Extracted text:
————————
2.3. Assessment of Predictor Variables
Demographic details included in the study were gender (Male, Female); age (<55, 55–64, 65–74, 75+); ethnic origin (Caucasian, Afro-Caribbean, South Asian, or Other). Lifestyle variables included smoking history or alcohol consumption (current, past, or never) and body mass index (BMI). Clinical variables relating to comorbidities (present or absent) comprised diabetes, hypertension, high cholesterol, chronic respiratory disease, cardiovascular disease, chronic kidney disease, liver disease and previous cancer diagnosis. Both lifestyle and comorbidity variables were recorded based on the patient’s status at the time of recruitment in the BPTB.
The following eleven symptoms that might herald a diagnosis of gastrointestinal problems were included as binary status (present vs absent): pain, jaundice, weight loss, nausea, vomiting, diarrhoea, constipation, fatigue, loss of appetite, pruritus, and steatorrhea. The presence or absence of these symptoms within the one-year period before recruitment was confirmed in a face-to-face interview with patients. A composite symptom was also derived in the form of a change in bowel habits, manifested in any diarrhoea, constipation, or steatorrhea.
Twenty-two laboratory tests, commonly requested by clinicians for suspected hepatic-pancreatic-biliary (HPB) problems, were examined (
Supplementary Table S2). For each test, the instance closest to the recruitment date and conducted within six months before the recruitment was considered. Otherwise, the first instance within thirty days of recruitment was used.
2.4. Statistical Analyses
Differences in demographic and clinical characteristics between the PDAC and PnC groups were assessed using Pearson’s Chi-square test or Kruskal–Wallis rank sum test, as appropriate. Predictor variables with data missing in more than 25% of the final study population (
n = 704) were excluded from further analyses. We conducted the preliminary observational association study and the subsequent development of the risk-prediction algorithms on 75% of the data (derivation set). We then assessed the prediction algorithms on the remaining 25% (validation set). Both derivation and validation sets had similar proportions of PDAC and PnC patients. Multiple imputations by the method of the chained equation were used to replace missing values for predictor variables [
14]. Five imputations were carried out separately in derivation and validation datasets. In the imputed datasets, results from each blood test were stratified by the known normal range of respective pathology test guidelines (
Supplementary Table S3) and included in the analyses as categorical variables with three possible categories: low, normal and high. PDAC risk associated with individual predictor variables was evaluated with odds ratios (OR) with 95% confidence intervals (CI), using separate multivariable logistic regression models, and controlled for potential confounding effects by demographic variables—age group, gender, and ethnicity. Rubin’s rules were used to combine the results across the imputed datasets [
15]. Considering that the reference group consists of pancreatic patients rather than the otherwise general population, we conducted additional risk assessments for individual blood tests: (i) stratified by the interquartile range (IQR) of known normal range [low, IQR-normal, high] (
Supplementary Table S3), capturing additional blood tests with a potentially distinctive profile in the lower or upper range of normal values; (ii) as a continuous variable, capturing those tests with a similar profile in stratified ranges but distinctive clustering within those ranges.
————————
Data listing:
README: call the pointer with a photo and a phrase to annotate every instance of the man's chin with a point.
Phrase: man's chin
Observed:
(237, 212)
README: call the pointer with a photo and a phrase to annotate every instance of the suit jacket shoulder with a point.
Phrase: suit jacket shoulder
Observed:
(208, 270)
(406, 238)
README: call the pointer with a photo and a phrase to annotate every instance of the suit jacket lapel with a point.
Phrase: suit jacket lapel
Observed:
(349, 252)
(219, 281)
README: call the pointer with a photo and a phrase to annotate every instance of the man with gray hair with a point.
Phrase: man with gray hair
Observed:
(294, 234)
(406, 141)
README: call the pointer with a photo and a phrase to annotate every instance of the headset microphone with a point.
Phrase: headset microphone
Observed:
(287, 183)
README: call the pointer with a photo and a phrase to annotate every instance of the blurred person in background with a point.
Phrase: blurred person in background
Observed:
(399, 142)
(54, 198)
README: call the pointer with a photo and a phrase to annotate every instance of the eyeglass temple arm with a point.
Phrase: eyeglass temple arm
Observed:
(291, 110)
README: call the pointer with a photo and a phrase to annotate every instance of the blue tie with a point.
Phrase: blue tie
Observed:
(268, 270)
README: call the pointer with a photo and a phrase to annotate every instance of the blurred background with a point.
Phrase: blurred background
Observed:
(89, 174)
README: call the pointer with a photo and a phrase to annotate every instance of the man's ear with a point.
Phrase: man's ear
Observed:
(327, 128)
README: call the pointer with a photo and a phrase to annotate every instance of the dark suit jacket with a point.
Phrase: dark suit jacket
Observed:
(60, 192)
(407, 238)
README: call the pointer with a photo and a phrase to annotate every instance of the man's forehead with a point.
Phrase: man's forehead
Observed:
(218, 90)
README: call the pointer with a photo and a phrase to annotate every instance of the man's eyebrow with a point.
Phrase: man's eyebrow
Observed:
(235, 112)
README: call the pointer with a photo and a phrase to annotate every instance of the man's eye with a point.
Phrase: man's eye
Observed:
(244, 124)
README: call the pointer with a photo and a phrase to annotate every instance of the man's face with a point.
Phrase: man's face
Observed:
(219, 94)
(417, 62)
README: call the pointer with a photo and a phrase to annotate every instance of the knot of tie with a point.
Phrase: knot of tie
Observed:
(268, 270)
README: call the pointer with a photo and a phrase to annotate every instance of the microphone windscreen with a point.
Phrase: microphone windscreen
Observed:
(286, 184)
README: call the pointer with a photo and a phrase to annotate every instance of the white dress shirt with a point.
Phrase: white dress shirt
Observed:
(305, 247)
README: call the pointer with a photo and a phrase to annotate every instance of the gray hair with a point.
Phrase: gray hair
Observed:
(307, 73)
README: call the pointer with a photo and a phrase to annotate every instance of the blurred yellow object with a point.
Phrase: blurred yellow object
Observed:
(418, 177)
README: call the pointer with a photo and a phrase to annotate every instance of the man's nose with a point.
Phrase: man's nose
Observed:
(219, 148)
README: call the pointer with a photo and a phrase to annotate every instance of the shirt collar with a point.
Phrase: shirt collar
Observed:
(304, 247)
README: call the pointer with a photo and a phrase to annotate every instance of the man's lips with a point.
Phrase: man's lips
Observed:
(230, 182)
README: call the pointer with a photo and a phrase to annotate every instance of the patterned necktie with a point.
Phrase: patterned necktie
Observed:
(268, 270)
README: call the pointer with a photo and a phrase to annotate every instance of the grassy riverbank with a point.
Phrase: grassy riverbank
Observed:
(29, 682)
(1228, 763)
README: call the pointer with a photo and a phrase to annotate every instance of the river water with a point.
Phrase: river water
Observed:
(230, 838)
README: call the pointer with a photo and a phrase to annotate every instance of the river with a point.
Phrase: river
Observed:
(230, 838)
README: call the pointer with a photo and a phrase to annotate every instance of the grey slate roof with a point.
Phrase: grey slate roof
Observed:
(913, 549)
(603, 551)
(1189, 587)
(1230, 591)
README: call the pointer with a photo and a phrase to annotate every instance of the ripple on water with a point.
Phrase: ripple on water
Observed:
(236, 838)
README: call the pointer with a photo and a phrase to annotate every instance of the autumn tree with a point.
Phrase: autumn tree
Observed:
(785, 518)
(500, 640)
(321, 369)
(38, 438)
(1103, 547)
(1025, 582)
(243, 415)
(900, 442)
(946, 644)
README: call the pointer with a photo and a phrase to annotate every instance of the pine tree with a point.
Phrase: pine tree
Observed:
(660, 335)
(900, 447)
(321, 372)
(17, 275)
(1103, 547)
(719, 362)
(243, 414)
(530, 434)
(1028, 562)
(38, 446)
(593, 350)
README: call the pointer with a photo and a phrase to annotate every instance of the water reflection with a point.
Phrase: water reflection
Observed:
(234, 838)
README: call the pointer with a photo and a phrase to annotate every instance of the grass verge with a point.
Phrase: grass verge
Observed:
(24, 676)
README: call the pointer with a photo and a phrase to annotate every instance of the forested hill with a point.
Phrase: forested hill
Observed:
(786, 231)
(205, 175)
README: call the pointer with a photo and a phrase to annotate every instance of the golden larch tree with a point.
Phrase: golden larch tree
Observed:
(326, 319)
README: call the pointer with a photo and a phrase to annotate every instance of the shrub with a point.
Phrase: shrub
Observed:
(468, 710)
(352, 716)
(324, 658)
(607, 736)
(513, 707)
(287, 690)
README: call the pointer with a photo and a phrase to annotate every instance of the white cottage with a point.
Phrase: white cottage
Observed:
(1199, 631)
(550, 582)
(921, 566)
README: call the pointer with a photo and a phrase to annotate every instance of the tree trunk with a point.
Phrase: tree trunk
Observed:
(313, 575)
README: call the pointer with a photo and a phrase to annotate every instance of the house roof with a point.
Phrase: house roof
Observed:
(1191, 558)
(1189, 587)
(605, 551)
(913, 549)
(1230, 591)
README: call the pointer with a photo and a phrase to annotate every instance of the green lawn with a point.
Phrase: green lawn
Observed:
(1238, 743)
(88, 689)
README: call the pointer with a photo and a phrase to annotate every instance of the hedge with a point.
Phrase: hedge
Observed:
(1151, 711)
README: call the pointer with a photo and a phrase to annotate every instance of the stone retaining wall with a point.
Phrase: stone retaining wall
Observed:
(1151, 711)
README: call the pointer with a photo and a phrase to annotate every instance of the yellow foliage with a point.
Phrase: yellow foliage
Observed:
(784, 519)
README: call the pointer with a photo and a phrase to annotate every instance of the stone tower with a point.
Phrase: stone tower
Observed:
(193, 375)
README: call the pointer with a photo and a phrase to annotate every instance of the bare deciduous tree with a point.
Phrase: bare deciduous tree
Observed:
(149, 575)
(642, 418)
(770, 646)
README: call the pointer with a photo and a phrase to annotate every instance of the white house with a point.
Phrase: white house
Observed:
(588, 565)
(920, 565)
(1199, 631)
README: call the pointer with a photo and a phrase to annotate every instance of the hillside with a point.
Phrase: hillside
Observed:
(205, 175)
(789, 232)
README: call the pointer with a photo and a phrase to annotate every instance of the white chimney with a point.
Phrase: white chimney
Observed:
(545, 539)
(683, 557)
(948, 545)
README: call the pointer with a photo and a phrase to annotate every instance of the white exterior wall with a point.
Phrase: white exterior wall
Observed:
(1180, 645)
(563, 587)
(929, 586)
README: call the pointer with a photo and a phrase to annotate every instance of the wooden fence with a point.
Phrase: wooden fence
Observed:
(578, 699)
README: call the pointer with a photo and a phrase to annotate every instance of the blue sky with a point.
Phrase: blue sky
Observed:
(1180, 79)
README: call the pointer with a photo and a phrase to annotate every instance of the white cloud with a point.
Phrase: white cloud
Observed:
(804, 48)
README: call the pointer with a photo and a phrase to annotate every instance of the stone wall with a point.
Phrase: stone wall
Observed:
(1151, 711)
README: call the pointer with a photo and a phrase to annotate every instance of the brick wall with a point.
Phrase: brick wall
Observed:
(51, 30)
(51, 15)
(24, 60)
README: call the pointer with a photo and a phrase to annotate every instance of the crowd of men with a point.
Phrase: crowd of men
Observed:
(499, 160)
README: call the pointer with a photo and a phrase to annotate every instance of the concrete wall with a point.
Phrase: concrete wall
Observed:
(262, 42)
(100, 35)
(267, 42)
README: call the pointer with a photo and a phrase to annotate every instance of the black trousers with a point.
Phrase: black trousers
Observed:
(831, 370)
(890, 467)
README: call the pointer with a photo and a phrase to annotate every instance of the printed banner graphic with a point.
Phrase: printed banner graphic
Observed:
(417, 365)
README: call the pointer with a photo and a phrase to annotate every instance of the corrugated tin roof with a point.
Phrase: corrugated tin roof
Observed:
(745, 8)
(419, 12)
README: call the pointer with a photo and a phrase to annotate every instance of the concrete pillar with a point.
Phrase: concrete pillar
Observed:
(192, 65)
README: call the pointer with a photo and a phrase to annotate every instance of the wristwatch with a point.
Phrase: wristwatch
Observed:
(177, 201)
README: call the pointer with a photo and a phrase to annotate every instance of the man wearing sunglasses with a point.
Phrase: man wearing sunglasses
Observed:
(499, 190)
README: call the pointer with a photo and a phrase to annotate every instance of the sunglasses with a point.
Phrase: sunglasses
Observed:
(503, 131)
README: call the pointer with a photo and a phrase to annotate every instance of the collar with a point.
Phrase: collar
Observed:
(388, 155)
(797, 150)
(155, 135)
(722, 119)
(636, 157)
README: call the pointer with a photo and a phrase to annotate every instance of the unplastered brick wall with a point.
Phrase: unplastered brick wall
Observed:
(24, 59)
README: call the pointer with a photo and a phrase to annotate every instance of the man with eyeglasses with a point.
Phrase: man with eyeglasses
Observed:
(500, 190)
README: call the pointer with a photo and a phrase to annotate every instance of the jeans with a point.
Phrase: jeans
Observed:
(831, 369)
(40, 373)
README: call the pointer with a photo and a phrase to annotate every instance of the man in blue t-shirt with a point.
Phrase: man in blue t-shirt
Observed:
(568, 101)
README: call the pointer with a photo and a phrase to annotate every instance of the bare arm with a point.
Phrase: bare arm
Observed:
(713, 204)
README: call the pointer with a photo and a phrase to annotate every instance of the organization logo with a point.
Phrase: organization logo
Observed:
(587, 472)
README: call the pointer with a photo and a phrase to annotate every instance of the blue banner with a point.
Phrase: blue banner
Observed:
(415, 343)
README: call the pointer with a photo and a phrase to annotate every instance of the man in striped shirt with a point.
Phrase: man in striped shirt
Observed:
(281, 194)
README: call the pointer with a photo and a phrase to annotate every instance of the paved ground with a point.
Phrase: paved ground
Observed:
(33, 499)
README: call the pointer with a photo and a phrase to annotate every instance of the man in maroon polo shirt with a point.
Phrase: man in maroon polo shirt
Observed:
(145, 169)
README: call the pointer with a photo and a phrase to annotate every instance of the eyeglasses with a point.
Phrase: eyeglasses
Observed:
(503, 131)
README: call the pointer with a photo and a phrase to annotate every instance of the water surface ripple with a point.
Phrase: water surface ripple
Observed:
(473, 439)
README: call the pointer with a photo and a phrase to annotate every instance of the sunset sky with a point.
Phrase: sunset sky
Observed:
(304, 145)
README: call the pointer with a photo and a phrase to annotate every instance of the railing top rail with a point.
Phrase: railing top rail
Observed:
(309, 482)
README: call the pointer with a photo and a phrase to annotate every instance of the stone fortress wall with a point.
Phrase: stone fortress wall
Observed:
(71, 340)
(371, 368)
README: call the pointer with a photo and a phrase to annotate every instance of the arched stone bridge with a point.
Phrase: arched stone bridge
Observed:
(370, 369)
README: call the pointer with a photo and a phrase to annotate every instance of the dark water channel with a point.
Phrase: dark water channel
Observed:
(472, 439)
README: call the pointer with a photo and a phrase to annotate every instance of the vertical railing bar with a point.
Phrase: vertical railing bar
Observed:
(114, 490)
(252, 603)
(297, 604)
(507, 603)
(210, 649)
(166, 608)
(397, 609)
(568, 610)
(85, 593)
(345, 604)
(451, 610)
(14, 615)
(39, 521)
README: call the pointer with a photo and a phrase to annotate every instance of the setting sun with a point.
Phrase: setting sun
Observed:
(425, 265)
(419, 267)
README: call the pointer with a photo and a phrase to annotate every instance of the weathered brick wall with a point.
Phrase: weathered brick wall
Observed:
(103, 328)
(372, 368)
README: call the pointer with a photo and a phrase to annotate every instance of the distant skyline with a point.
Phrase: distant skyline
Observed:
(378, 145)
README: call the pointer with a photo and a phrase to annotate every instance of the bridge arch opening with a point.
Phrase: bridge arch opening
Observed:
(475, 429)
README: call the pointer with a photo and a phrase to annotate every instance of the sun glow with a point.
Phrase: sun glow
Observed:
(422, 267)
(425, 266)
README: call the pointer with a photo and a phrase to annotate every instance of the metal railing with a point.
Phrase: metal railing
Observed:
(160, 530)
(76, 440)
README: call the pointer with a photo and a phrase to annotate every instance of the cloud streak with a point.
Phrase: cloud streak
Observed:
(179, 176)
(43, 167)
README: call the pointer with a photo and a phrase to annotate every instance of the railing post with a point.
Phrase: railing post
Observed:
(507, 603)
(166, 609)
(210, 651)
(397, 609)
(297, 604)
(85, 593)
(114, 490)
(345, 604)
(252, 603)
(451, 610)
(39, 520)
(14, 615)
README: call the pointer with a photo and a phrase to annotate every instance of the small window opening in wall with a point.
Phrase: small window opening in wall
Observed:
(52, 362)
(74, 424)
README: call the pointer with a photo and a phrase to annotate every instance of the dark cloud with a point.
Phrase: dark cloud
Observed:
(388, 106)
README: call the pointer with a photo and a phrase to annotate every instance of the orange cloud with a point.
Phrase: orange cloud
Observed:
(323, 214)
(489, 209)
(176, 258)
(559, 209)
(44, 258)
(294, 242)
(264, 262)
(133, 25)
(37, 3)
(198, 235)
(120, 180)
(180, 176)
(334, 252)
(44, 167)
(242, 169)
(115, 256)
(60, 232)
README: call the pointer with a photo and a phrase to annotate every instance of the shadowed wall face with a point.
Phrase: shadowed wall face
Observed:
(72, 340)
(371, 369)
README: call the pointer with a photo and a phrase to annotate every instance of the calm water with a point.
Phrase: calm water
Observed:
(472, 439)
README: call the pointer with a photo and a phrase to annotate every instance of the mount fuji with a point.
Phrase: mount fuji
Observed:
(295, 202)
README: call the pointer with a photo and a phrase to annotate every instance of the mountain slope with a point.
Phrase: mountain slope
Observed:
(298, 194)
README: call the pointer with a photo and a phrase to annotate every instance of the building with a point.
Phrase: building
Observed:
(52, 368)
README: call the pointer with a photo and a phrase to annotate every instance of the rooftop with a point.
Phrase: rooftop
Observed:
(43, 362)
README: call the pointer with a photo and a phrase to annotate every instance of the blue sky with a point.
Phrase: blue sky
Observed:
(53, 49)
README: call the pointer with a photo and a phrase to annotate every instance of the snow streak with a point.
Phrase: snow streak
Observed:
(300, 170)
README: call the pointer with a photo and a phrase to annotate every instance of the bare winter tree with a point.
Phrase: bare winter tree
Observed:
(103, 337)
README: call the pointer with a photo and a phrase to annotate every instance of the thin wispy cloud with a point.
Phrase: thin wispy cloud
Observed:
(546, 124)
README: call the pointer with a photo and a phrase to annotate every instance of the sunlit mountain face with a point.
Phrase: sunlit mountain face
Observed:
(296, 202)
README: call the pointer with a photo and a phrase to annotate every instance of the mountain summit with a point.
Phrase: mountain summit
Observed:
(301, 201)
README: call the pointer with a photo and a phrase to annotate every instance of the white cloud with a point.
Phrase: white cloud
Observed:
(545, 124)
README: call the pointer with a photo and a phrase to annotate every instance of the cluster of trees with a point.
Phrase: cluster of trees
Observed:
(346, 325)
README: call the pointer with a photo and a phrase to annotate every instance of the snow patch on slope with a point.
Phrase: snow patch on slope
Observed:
————————
What to produce: In the methods text, how many symptoms were recorded as present or absent for each patient?

Written solution: Eleven symptoms.